Compilation album by John Williamson
- Released: 25 November 2006
- Recorded: 1982–2006
- Label: EMI Music
- Producer: John Williamson

John Williamson chronology
| The Platinum Collection (2006) | Wildlife Warriors (2006) | Quambatook (2008) |

Singles from Wildlife Warriors
- "Wildlife Warriors - It's Time" Released: November 2006;

= Wildlife Warriors (album) =

Wildlife Warriors (subtitled It's Time) is a compilation album by Australian country music artist John Williamson. The album was released in November 2006 following the death of Steve Irwin and contains important environmental songs; many of which inspirations to Irwin. A$1 from each sale was donated to the Wildlife Warriors conservation foundation, a charity founded by Steve and Terri Irwin. Williamson said "[Steve] was a loud, proud Aussie who promoted the wonders of our ancient land with incredible enthusiasm. So if my new CD helps raise more awareness for the Wildlife Warriors' cause, that's great!" The album includes two live recording from Irwin's memorial. The album, peaked at number 78 on the ARIA Charts.

- **Request a**:
Write out the Wildlife Warriors album page in full, word for word.
The Wildlife Warriors album page and the records after it are separate, unrelated material.

- **Exercise materials**:
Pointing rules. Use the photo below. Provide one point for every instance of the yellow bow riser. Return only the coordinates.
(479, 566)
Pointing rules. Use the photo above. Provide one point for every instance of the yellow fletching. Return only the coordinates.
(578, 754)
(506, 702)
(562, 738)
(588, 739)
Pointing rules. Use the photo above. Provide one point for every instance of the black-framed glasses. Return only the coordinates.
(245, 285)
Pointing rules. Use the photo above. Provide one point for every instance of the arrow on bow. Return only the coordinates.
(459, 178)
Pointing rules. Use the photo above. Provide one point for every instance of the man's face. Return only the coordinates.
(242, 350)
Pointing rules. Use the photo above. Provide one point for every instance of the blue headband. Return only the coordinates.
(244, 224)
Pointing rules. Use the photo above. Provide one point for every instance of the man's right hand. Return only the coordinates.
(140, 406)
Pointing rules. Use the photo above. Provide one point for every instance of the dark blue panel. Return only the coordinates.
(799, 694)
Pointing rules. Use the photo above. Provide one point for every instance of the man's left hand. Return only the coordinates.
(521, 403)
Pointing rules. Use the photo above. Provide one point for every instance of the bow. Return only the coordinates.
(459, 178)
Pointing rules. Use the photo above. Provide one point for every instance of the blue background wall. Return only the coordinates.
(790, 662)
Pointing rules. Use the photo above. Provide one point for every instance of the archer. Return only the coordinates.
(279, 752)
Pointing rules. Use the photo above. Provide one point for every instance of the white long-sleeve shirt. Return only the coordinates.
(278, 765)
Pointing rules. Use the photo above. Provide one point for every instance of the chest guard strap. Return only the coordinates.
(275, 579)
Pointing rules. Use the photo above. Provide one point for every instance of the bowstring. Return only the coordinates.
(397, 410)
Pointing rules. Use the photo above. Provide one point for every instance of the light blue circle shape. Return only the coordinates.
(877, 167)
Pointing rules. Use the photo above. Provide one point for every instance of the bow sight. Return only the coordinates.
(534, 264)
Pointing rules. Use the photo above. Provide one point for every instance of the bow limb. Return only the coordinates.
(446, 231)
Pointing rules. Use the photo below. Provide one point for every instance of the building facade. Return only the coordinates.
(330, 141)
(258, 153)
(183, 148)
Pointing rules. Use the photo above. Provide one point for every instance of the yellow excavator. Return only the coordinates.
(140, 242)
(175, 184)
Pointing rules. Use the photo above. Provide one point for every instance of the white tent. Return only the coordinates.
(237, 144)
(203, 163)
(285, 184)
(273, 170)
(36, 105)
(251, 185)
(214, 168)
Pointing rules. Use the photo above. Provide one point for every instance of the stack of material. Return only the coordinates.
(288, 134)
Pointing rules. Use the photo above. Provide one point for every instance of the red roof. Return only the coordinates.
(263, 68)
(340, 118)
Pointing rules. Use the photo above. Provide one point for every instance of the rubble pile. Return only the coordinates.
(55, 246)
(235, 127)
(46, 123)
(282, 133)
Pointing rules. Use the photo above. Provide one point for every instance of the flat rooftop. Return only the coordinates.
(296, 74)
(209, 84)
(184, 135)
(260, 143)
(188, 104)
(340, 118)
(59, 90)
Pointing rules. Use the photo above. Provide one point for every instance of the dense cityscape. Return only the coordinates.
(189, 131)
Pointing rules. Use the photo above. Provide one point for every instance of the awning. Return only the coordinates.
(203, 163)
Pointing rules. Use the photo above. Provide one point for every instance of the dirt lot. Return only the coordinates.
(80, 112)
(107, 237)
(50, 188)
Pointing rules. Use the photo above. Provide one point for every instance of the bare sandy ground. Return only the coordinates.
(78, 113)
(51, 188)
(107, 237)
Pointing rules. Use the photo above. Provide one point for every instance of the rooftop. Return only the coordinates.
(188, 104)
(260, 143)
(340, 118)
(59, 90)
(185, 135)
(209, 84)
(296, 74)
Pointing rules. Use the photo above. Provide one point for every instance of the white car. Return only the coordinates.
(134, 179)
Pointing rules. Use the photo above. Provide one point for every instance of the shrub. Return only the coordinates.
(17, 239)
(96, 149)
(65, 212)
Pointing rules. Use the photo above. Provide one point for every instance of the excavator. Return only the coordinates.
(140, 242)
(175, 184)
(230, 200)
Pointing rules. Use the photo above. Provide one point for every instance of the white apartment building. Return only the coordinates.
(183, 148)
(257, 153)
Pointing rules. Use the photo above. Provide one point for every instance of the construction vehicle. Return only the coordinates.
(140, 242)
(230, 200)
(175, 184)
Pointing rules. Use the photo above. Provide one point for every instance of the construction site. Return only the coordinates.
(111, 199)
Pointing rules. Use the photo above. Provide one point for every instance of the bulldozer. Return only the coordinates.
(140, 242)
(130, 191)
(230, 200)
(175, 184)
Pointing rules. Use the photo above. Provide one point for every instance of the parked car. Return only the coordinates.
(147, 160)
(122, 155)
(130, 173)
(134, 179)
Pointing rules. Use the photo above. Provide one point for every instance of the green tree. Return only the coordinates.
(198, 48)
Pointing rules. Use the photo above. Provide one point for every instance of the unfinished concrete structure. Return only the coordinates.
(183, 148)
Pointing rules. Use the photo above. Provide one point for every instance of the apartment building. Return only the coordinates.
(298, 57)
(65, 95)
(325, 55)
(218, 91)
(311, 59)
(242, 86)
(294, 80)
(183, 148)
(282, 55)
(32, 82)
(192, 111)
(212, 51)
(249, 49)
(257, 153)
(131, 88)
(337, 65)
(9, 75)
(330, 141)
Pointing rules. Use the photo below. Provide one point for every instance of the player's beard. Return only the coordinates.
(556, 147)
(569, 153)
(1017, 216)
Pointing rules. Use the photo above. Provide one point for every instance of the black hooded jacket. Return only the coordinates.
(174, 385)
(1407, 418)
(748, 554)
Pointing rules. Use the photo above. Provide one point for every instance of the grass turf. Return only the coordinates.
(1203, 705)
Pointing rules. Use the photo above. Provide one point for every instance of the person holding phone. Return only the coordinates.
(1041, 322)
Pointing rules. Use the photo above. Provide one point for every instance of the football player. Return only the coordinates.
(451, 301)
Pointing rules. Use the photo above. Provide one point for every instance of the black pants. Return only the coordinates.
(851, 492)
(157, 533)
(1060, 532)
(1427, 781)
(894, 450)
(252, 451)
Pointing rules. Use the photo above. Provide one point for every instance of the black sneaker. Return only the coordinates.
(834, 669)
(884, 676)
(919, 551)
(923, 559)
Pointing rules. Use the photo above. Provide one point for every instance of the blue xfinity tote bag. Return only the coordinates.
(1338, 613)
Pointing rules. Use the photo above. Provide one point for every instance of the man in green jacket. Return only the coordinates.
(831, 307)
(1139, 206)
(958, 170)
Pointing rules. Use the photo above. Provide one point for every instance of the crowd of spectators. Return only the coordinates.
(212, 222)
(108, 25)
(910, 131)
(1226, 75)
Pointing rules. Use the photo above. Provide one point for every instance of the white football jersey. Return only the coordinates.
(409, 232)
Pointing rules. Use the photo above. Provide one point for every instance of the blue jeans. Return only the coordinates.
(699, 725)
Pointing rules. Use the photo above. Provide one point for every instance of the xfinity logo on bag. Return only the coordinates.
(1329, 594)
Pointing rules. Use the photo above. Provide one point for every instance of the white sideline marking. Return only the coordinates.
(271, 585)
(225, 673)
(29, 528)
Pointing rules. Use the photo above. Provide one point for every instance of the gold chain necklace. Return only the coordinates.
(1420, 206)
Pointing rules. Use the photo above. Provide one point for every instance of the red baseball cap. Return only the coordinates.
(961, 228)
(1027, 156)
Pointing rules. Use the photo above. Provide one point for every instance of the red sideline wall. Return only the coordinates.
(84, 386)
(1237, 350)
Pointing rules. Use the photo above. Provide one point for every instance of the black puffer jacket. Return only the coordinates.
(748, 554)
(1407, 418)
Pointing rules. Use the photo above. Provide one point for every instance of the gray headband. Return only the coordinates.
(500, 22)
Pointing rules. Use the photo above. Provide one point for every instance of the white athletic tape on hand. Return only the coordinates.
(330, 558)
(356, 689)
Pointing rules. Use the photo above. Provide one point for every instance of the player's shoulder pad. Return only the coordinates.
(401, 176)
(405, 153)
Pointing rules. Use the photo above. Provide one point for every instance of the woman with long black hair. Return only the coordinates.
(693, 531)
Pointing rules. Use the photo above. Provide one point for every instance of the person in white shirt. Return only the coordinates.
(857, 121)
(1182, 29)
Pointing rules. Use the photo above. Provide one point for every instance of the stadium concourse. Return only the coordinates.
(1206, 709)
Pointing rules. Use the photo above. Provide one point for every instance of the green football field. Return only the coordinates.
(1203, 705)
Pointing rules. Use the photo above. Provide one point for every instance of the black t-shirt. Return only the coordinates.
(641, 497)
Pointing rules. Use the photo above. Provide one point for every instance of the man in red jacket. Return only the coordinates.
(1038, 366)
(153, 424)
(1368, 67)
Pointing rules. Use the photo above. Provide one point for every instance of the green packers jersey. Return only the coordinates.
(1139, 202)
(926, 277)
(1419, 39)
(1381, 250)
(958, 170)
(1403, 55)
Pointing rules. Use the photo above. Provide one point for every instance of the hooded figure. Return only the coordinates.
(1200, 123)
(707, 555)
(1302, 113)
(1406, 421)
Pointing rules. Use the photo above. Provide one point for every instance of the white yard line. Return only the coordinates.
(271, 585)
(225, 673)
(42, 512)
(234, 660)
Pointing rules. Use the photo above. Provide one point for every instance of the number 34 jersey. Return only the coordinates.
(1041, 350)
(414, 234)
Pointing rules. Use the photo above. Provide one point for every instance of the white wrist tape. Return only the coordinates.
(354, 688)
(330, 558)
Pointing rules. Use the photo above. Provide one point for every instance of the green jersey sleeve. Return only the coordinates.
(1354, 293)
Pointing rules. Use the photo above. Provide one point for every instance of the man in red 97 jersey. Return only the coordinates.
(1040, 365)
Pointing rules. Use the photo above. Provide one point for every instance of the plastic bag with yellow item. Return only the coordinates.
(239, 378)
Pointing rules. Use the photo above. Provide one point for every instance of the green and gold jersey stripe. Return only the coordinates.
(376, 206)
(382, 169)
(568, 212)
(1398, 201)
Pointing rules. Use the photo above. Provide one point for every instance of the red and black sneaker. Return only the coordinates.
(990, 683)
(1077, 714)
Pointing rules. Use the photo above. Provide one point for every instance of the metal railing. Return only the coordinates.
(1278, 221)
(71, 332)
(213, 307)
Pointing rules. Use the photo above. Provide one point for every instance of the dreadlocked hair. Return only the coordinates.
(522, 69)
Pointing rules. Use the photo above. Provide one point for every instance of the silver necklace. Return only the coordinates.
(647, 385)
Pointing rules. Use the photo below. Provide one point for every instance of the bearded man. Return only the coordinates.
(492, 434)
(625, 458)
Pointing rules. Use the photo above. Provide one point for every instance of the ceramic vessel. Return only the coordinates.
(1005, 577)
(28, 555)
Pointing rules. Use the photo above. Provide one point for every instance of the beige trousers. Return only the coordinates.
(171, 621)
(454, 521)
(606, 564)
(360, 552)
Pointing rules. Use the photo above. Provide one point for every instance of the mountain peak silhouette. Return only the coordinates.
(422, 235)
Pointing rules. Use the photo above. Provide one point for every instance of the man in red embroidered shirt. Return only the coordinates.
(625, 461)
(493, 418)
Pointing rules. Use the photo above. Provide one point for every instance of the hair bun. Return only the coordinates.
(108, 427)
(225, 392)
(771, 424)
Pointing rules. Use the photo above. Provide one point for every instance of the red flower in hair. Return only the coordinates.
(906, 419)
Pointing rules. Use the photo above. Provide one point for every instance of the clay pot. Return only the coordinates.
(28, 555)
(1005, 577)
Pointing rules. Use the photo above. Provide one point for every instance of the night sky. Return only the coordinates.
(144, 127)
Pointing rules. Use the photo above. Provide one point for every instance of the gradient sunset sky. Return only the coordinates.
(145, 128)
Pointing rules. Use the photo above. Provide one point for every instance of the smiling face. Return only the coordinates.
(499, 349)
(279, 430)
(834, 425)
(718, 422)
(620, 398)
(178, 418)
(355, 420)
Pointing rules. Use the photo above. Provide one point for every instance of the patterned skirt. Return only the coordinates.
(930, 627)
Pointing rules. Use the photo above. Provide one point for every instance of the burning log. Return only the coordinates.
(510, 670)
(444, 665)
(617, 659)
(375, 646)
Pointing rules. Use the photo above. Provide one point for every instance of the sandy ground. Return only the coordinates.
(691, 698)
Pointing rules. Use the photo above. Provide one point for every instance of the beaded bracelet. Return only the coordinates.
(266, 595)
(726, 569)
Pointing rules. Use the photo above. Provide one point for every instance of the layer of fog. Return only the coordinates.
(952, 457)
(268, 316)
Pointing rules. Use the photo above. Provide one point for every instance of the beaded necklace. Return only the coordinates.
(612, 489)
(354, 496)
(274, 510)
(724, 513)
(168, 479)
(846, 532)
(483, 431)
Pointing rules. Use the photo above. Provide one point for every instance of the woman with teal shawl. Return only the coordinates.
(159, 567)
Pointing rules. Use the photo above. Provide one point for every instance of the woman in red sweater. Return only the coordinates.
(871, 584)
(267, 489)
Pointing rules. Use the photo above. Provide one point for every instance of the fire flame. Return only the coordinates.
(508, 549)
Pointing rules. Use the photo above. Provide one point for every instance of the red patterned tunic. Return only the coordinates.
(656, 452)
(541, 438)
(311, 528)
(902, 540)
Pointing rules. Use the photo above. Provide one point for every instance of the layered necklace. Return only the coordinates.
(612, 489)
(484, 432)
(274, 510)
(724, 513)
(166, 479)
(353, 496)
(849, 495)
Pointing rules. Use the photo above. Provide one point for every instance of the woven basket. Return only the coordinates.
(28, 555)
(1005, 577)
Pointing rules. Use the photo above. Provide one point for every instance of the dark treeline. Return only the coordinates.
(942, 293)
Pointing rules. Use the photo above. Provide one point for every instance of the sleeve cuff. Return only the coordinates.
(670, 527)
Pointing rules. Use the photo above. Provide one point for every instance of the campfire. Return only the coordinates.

- **Request b**:
In the records, from the line with "tunic. Return only the coordinates." to the end of the records, multiply every coordinate in the answers by 2.45 and round each result to a whole number, with halves rounded up. Give only those lines again, requests included, with the new coordinates.

- **Exercise answer a**:
Compilation album by John Williamson
- Released: 25 November 2006
- Recorded: 1982–2006
- Label: EMI Music
- Producer: John Williamson

John Williamson chronology
| The Platinum Collection (2006) | Wildlife Warriors (2006) | Quambatook (2008) |

Singles from Wildlife Warriors
- "Wildlife Warriors - It's Time" Released: November 2006;

= Wildlife Warriors (album) =

Wildlife Warriors (subtitled It's Time) is a compilation album by Australian country music artist John Williamson. The album was released in November 2006 following the death of Steve Irwin and contains important environmental songs; many of which inspirations to Irwin. A$1 from each sale was donated to the Wildlife Warriors conservation foundation, a charity founded by Steve and Terri Irwin. Williamson said "[Steve] was a loud, proud Aussie who promoted the wonders of our ancient land with incredible enthusiasm. So if my new CD helps raise more awareness for the Wildlife Warriors' cause, that's great!" The album includes two live recording from Irwin's memorial. The album, peaked at number 78 on the ARIA Charts.

- **Exercise answer b**:
Pointing rules. Use the photo above. Provide one point for every instance of the red patterned tunic. Return only the coordinates.
(1607, 1107)
(1325, 1073)
(762, 1294)
(2210, 1323)
Pointing rules. Use the photo above. Provide one point for every instance of the layered necklace. Return only the coordinates.
(1499, 1198)
(1186, 1058)
(671, 1250)
(1774, 1257)
(407, 1174)
(865, 1215)
(2080, 1213)
Pointing rules. Use the photo above. Provide one point for every instance of the woven basket. Return only the coordinates.
(69, 1360)
(2462, 1414)
Pointing rules. Use the photo above. Provide one point for every instance of the dark treeline. Return only the coordinates.
(2308, 718)
Pointing rules. Use the photo above. Provide one point for every instance of the sleeve cuff. Return only the coordinates.
(1642, 1291)
Pointing rules. Use the photo above. Provide one point for every instance of the campfire. Return only the coordinates.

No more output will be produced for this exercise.